• [Goal]: Format every line of the listing below as a Markdown table with the columns Row and Line, numbering each row and skipping blank lines. Leave the pictures out of the table.

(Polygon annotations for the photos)
## Start
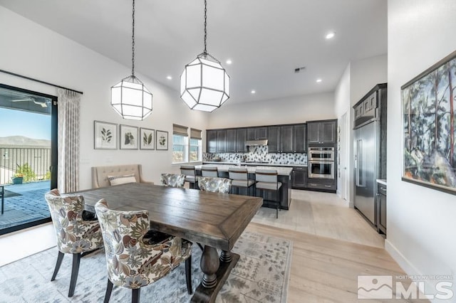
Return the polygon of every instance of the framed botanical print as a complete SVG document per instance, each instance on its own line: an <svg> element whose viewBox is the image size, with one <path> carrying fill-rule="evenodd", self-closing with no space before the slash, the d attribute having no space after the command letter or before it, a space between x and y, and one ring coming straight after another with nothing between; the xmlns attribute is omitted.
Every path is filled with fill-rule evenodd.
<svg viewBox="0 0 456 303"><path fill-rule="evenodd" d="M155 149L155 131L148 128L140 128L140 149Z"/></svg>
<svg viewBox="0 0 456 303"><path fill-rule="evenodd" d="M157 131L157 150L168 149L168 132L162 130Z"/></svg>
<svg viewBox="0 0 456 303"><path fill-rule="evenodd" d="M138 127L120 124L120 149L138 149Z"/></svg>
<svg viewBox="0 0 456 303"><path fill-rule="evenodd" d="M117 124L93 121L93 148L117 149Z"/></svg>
## End
• [Worked answer]:
| Row | Line |
|---|---|
| 1 | Return the polygon of every instance of the framed botanical print as a complete SVG document per instance, each instance on its own line: an <svg> element whose viewBox is the image size, with one <path> carrying fill-rule="evenodd", self-closing with no space before the slash, the d attribute having no space after the command letter or before it, a space between x and y, and one ring coming straight after another with nothing between; the xmlns attribute is omitted. |
| 2 | Every path is filled with fill-rule evenodd. |
| 3 | <svg viewBox="0 0 456 303"><path fill-rule="evenodd" d="M155 149L155 131L148 128L140 128L140 149Z"/></svg> |
| 4 | <svg viewBox="0 0 456 303"><path fill-rule="evenodd" d="M157 131L157 150L168 149L168 132L162 130Z"/></svg> |
| 5 | <svg viewBox="0 0 456 303"><path fill-rule="evenodd" d="M138 127L120 124L120 149L138 149Z"/></svg> |
| 6 | <svg viewBox="0 0 456 303"><path fill-rule="evenodd" d="M117 124L93 121L93 148L117 149Z"/></svg> |